::: AVAILABLE DATA :::

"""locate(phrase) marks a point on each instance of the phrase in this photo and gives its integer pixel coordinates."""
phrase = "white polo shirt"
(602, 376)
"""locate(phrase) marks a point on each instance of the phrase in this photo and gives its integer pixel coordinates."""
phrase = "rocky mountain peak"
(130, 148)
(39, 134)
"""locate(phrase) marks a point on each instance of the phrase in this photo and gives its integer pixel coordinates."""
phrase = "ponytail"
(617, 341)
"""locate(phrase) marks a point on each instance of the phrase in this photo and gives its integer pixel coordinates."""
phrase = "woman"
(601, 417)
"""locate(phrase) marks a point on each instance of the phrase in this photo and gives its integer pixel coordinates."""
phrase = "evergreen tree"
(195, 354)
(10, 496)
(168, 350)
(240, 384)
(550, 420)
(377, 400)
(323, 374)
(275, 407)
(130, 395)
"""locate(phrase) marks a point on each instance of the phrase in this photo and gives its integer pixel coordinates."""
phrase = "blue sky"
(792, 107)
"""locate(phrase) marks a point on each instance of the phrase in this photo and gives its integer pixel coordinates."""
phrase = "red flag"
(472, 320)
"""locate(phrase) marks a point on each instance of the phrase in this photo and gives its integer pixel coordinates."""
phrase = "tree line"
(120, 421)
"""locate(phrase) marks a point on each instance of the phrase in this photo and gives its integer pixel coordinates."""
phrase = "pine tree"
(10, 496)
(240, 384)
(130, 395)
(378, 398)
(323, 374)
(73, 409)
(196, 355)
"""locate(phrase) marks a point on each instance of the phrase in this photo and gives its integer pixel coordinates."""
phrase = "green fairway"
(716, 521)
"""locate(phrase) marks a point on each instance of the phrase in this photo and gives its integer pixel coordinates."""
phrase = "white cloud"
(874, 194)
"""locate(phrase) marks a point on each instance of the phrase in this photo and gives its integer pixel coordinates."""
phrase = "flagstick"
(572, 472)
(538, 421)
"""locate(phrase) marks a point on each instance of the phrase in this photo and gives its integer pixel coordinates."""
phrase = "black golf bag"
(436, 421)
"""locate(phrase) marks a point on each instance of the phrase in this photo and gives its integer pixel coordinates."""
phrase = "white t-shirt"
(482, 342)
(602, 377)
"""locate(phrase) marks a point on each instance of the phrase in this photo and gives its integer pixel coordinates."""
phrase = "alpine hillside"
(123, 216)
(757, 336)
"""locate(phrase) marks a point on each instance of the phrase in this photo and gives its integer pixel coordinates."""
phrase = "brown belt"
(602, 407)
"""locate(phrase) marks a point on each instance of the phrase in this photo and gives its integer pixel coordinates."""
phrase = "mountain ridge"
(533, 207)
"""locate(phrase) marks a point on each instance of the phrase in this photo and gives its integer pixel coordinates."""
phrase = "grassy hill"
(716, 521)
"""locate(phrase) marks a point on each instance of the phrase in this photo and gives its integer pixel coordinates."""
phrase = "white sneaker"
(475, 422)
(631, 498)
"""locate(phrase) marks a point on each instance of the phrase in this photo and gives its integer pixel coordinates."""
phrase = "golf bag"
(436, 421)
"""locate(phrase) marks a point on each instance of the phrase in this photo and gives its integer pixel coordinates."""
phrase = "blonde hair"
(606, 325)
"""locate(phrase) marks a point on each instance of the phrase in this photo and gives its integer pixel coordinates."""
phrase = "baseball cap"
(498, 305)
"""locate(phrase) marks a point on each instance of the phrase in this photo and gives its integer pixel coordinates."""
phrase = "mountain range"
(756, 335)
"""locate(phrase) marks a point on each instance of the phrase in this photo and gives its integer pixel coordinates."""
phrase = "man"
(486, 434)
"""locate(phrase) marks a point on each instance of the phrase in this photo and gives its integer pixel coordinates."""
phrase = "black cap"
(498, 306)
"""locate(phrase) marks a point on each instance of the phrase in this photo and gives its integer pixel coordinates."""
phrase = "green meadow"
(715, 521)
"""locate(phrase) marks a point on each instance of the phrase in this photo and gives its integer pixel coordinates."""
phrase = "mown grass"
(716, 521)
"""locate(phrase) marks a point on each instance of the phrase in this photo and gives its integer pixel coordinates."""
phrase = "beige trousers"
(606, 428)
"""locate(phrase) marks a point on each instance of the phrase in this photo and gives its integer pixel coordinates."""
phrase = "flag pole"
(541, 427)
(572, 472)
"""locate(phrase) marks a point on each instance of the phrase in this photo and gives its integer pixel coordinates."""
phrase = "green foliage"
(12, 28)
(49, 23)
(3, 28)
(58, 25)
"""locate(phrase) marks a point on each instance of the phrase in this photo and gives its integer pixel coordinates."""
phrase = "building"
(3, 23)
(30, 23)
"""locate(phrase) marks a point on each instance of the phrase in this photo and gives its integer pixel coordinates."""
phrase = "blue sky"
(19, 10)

:::

Every entry above should be retyped exactly as it appears.

- _ANSWER TO THIS PROBLEM_
"""locate(phrase) marks a point on each instance of the phrase in this photo and gives its integer pixel coordinates."""
phrase = "white polo shirt"
(602, 376)
"""locate(phrase) marks a point on each instance of the phrase in this photo and gives its integer pixel coordinates."""
phrase = "rocky mountain peak"
(130, 148)
(39, 134)
"""locate(phrase) marks a point on each instance of the phrase in this photo and gives its integer pixel coordinates."""
phrase = "ponytail"
(617, 341)
"""locate(phrase) marks a point on each instance of the phrase in this photo and gives its integer pixel coordinates."""
phrase = "woman"
(601, 417)
"""locate(phrase) marks a point on each instance of the phrase in this photo and gives its integer pixel coordinates."""
phrase = "evergreen tree"
(195, 354)
(10, 496)
(168, 350)
(240, 384)
(550, 420)
(377, 400)
(323, 374)
(275, 407)
(130, 395)
"""locate(phrase) marks a point on each instance of the phrase in this photo and gives its integer pixel coordinates."""
phrase = "blue sky"
(792, 107)
"""locate(phrase) marks a point on each instance of the phrase in this photo and gives its integer pixel coordinates."""
phrase = "red flag"
(472, 320)
"""locate(phrase) marks a point on each instance of the phrase in this photo and gives its integer pixel coordinates."""
phrase = "tree line"
(120, 421)
"""locate(phrase) marks a point on each instance of the phrase in this photo and gives its integer pixel coordinates."""
phrase = "pine tree"
(10, 496)
(240, 384)
(130, 395)
(378, 398)
(323, 374)
(73, 409)
(196, 355)
"""locate(phrase) marks a point on each instance of the phrase in this photo and gives its integer pixel coordinates."""
phrase = "green fairway"
(716, 521)
"""locate(phrase) marks a point on each instance of the phrase in this photo and gives its integer pixel coordinates."""
phrase = "white cloud"
(874, 194)
"""locate(phrase) marks a point on each instance of the phrase in this photo and gives its integer pixel coordinates."""
phrase = "flagstick"
(572, 472)
(538, 421)
"""locate(phrase) marks a point on each instance of the phrase in this photo and gives its integer pixel coordinates."""
phrase = "black golf bag"
(436, 421)
"""locate(phrase) marks a point on each instance of the phrase in this photo and gives its integer pixel coordinates."""
phrase = "white t-shirt"
(482, 342)
(602, 377)
"""locate(phrase) marks a point on each instance of the phrase in this photo and gives its integer pixel coordinates."""
phrase = "alpine hillside"
(123, 216)
(757, 336)
"""locate(phrase) marks a point on each instance of the phrase in this photo and gives its integer pixel coordinates."""
phrase = "brown belt"
(602, 407)
"""locate(phrase) marks a point on each instance of the phrase in this photo and gives its integer pixel coordinates."""
phrase = "mountain ridge"
(533, 207)
"""locate(phrase) marks a point on each instance of the phrase in this photo and gives its integer pixel coordinates."""
phrase = "grassy hill"
(716, 521)
"""locate(phrase) marks a point on each instance of the phrase in this photo and gives its integer pixel coordinates."""
phrase = "white sneaker"
(475, 422)
(631, 498)
"""locate(phrase) marks a point on each instance of the phrase in this photo and gives its integer pixel coordinates."""
phrase = "golf bag"
(436, 421)
"""locate(phrase) marks a point on each instance of the phrase in this photo and gives its integer pixel coordinates."""
phrase = "blonde hair"
(606, 325)
"""locate(phrase) marks a point on each instance of the phrase in this photo and gives its integer pixel coordinates."""
phrase = "baseball cap"
(498, 305)
"""locate(phrase) marks a point on each instance of the phrase in this photo and gives its integer pixel coordinates."""
phrase = "mountain range"
(756, 335)
"""locate(phrase) marks a point on each instance of the phrase in this photo and gives its integer pixel coordinates."""
phrase = "man"
(486, 434)
"""locate(phrase) marks a point on each instance of the phrase in this photo and gives its integer pixel coordinates."""
phrase = "black cap"
(498, 306)
"""locate(phrase) marks a point on each instance of the phrase in this photo and gives its integer pixel coordinates."""
phrase = "green meadow"
(715, 521)
"""locate(phrase) marks a point on each instance of the phrase in this photo and gives its integer pixel coordinates."""
phrase = "mown grass"
(716, 521)
"""locate(phrase) marks a point on each instance of the phrase in this photo and gives its integer pixel coordinates."""
phrase = "beige trousers"
(606, 428)
"""locate(phrase) marks a point on each instance of the phrase in this photo and gives its integer pixel coordinates."""
phrase = "flag pole"
(541, 427)
(572, 472)
"""locate(phrase) marks a point on each instance of the phrase in this photo and gives its integer pixel coordinates."""
phrase = "green foliage"
(12, 28)
(49, 23)
(3, 28)
(58, 25)
"""locate(phrase) marks a point on each instance of the phrase in this photo and gives its integer pixel coordinates."""
phrase = "building"
(3, 23)
(30, 23)
"""locate(phrase) marks a point on each instance of the phrase in this photo and gives its integer pixel coordinates."""
phrase = "blue sky"
(19, 10)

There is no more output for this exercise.